■ EJERCICIOS ■
**A.** Enumera las tres reacciones del público que, en el texto sobre la pausa de la función, el narrador no entendía que no se produjeran.
**B.** Prosigue el relato sobre la pausa de la función a partir de la pregunta con la que termina.

■ TEXTO MOSTRADO ■
· · ·
Cuando pasó la primera hora y media, y hubo una pausa, a mí me sudaban la frente y las manos, y tenía la sensación exhausta del que sale de un sueño alucinado. No solo me confundió que aquello no hubiera acabado aún, sino que encima quedara otra hora y media más. No entendía que el público no se echara las manos a la cabeza, abucheara, tomara el escenario por la fuerza. Cuando me levanté de mi silla, precavido, para oír primero los comentarios de L, hubo algo que no me cuadró. Debí poner una cara rara cuando dijo no sé qué de unos subtítulos. ¿Qué subtítulos?
· · ·
(Datos de localización de puntos)
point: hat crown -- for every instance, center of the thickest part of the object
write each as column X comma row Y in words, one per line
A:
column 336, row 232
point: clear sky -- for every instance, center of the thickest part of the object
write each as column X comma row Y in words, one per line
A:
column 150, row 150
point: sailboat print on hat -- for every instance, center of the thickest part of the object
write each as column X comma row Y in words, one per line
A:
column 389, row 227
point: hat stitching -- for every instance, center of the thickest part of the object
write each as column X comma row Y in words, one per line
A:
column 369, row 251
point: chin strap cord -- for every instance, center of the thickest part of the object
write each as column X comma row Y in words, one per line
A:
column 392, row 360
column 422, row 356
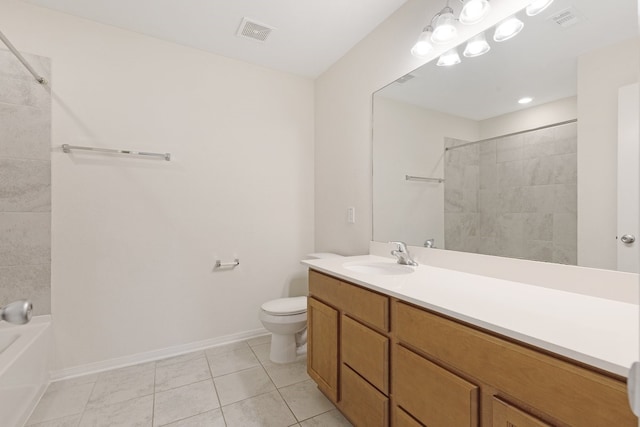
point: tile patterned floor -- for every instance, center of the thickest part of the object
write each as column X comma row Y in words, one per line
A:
column 233, row 385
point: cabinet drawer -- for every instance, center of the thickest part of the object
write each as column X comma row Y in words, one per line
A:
column 431, row 394
column 505, row 415
column 402, row 419
column 363, row 405
column 566, row 392
column 322, row 351
column 366, row 352
column 365, row 305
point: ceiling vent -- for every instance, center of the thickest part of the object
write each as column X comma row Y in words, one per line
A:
column 250, row 29
column 566, row 18
column 405, row 78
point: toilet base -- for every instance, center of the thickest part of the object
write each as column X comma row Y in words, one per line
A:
column 283, row 348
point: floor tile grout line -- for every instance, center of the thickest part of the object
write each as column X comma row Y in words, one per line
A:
column 84, row 408
column 215, row 388
column 288, row 407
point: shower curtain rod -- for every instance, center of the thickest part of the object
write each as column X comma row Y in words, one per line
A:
column 512, row 134
column 24, row 62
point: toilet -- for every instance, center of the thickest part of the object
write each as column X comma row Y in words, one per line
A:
column 286, row 319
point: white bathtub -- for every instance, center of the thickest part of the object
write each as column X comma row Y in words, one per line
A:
column 25, row 364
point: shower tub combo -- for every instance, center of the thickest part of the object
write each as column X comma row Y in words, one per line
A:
column 25, row 364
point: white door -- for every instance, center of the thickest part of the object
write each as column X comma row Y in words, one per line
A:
column 629, row 178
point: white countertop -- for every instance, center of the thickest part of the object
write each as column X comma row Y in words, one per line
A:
column 596, row 331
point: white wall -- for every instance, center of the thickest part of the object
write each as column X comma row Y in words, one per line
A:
column 135, row 240
column 600, row 74
column 530, row 118
column 409, row 140
column 343, row 119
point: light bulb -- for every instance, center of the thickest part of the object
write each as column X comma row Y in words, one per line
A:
column 507, row 29
column 474, row 11
column 449, row 58
column 537, row 6
column 445, row 29
column 423, row 45
column 476, row 46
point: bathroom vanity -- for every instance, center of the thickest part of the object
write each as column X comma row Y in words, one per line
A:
column 435, row 347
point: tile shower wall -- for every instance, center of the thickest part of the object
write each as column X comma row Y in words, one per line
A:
column 514, row 196
column 25, row 183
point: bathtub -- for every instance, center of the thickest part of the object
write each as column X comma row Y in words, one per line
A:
column 25, row 364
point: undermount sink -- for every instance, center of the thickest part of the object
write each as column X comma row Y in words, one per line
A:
column 381, row 268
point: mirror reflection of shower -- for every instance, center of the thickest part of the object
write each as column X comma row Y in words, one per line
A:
column 17, row 312
column 514, row 195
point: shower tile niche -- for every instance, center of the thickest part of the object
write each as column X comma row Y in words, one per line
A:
column 25, row 183
column 514, row 196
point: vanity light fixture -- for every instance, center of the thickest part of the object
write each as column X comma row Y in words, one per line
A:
column 423, row 46
column 444, row 29
column 508, row 29
column 474, row 11
column 449, row 58
column 476, row 46
column 537, row 6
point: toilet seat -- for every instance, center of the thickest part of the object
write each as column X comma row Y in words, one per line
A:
column 285, row 306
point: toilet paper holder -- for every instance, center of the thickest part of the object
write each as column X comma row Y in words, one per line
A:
column 234, row 264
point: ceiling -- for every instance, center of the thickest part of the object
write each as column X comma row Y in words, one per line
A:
column 540, row 62
column 309, row 37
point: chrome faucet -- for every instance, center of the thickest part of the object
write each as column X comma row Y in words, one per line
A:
column 18, row 312
column 402, row 254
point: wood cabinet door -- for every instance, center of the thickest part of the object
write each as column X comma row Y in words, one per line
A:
column 366, row 352
column 322, row 347
column 432, row 395
column 362, row 403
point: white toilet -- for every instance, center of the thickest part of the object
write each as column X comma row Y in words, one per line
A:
column 286, row 319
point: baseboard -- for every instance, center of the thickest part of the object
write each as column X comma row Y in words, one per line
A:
column 150, row 356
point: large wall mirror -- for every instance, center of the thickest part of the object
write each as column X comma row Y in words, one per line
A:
column 460, row 164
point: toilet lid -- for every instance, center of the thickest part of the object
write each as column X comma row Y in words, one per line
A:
column 285, row 306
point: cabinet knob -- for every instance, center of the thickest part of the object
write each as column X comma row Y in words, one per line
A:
column 628, row 239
· · ·
■ RESPUESTAS ■
**A.** Que el público se echara las manos a la cabeza, que abucheara y que tomara el escenario por la fuerza.

**B.**
Fui al cuarto de baño entre abochornado y con alivio. Al fin comprendía por qué no me había gustado. Y volví a mi asiento contento por el modo en que sospechaba iba a disfrutar de ese segundo acto. Me relajaba la confianza nueva en que yo era capaz de paladear en éxtasis una primera ópera en directo. Y no solo seguí sin entender nada, aunque ahora leyera los subtítulos, sino que me di cuenta cuánto más había disfrutado en realidad del primer tiempo.

Escribo desde la cama, con el ordenador apoyado en la tripa. Me hidrato de poco en poco, bebiendo del vaso de agua infinito que tengo a un lado. Dejo la lámpara de noche encendida a todas horas, que hace más acogedor mi cuarto. Llevo doble calcetín, jersey de lana. Tengo la barba tan larga que mi padre me ha dicho que me afeite. Mi madre considera que es solo una fase de coquetear con la indigencia. Hablo por teléfono con L, busco en mi librería algún poema que me guste y se lo mando. Ella los va recopilando en estos días. Dice que los va a publicar con nuestros nombres cuando acabe todo, lo cual yo considero un exceso, y no sé si ilegal.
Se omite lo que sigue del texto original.